Data for this exercise:
— Start —
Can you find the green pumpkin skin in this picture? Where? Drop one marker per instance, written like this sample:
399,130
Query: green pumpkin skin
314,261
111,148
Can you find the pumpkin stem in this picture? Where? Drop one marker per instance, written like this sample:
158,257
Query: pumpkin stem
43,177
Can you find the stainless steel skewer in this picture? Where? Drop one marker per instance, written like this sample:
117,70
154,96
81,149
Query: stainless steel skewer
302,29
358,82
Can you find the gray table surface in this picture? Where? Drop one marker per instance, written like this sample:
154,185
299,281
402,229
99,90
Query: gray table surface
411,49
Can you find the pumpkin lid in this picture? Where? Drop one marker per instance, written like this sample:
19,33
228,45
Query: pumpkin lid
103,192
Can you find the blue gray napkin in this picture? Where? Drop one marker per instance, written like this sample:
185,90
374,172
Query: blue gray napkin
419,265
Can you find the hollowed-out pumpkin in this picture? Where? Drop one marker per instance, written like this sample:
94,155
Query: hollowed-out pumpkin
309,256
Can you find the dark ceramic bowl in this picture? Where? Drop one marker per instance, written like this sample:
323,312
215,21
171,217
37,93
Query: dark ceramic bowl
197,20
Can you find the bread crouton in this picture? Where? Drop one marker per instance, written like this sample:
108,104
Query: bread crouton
— End —
Rewrite everything from the line containing "Can you find the hollowed-out" down to the end of the entries as a numbered list, leaving out any blank lines.

1. Can you find the hollowed-out pumpkin in this picture? Where? Drop one marker per instance, written like this sample:
2. 94,155
3. Query: hollowed-out pumpkin
4. 309,256
5. Can you find the dark ceramic bowl in this picture? Where? Drop one marker per instance, written like this sample:
6. 323,312
7. 215,21
8. 171,217
9. 37,93
10. Query: dark ceramic bowl
11. 197,20
12. Can you find the bread crouton in this picture? Where? Drop one marker per instance, written like this sample:
13. 108,104
14. Query: bread crouton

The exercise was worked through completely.